::: Provided records

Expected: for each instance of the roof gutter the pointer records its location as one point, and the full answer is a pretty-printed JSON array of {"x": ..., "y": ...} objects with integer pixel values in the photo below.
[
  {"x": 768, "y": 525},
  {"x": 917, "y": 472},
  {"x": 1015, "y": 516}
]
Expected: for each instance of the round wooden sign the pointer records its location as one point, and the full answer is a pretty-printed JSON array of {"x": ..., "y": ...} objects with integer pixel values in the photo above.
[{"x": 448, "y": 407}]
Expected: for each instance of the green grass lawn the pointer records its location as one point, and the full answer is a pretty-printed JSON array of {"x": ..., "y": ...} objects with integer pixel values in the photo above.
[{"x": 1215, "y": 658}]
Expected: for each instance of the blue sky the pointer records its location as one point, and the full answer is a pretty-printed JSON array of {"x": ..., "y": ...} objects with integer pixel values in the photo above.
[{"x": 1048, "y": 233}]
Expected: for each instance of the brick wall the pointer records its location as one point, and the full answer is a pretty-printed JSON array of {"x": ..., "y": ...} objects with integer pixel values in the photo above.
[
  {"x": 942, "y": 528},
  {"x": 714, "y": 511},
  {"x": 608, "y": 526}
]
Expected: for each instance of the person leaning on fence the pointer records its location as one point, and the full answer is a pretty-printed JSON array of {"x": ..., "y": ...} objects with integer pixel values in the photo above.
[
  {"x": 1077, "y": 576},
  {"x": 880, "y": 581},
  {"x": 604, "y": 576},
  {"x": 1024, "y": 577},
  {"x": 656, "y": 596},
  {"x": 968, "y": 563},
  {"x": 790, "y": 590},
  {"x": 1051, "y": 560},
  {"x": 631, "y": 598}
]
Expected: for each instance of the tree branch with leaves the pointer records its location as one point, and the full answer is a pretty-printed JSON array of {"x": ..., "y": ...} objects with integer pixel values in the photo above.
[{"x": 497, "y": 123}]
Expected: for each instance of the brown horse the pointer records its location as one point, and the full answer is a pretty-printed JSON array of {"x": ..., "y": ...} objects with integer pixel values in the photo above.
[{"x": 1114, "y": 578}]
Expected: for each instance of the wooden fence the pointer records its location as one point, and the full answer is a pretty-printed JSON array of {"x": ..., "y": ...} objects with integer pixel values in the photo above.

::::::

## Task description
Retype all of the entries shown above, exactly.

## Solution for this exercise
Expected: for each instance of the roof gutter the pointer records its location as one point, and the full answer is a pretty-printed JSON array of {"x": ..., "y": ...} objects with integer pixel values in the photo below.
[
  {"x": 768, "y": 525},
  {"x": 917, "y": 472},
  {"x": 1015, "y": 516}
]
Expected: for each instance of the round wooden sign the pointer records its location as one point, and the full answer is a pretty-printed JSON array of {"x": ..., "y": ...} objects with integer pixel values in the photo above.
[{"x": 448, "y": 407}]
Expected: for each instance of the green grass lawn the pointer records its location as one point, and the full answer is a pretty-printed JSON array of {"x": ..., "y": ...} objects with integer pixel values in the photo above.
[{"x": 1215, "y": 658}]
Expected: for each instance of the blue sky the pointer records its location as one point, and the full answer is a pretty-printed JSON array of {"x": ..., "y": ...} objects with integer pixel values in the photo above.
[{"x": 1048, "y": 233}]
Expected: for each instance of the brick wall the pointer records its location as one point, and the full answer is a pretty-printed JSON array of {"x": ..., "y": ...} objects with integer pixel values in the photo above.
[
  {"x": 942, "y": 528},
  {"x": 714, "y": 511},
  {"x": 608, "y": 526}
]
Expected: for each instance of the person leaning on fence the pointer records its location as one point, and the full answer is a pretty-printed JSON array of {"x": ..., "y": ...} objects with integer pixel values in the photo above.
[
  {"x": 1077, "y": 576},
  {"x": 880, "y": 581},
  {"x": 604, "y": 576},
  {"x": 1024, "y": 577},
  {"x": 656, "y": 596},
  {"x": 968, "y": 563},
  {"x": 790, "y": 590},
  {"x": 1051, "y": 560},
  {"x": 631, "y": 598}
]
Expected: for each instance of the tree branch with leaves the pointer records its location as one point, and the full answer is a pretty-printed JSON array of {"x": ..., "y": ...} objects with integer pixel values in the photo above.
[{"x": 497, "y": 123}]
Expected: for each instance of the brown horse the pointer records its location as one point, and the full answer is a pretty-printed JSON array of {"x": ..., "y": ...} objects with integer pixel values in the photo above.
[{"x": 1114, "y": 578}]
Expected: for each instance of the wooden fence the pointer records its location as one point, and the full answer is a pretty-printed JSON array of {"x": ..., "y": ...} objects with integer pixel values in the photo above.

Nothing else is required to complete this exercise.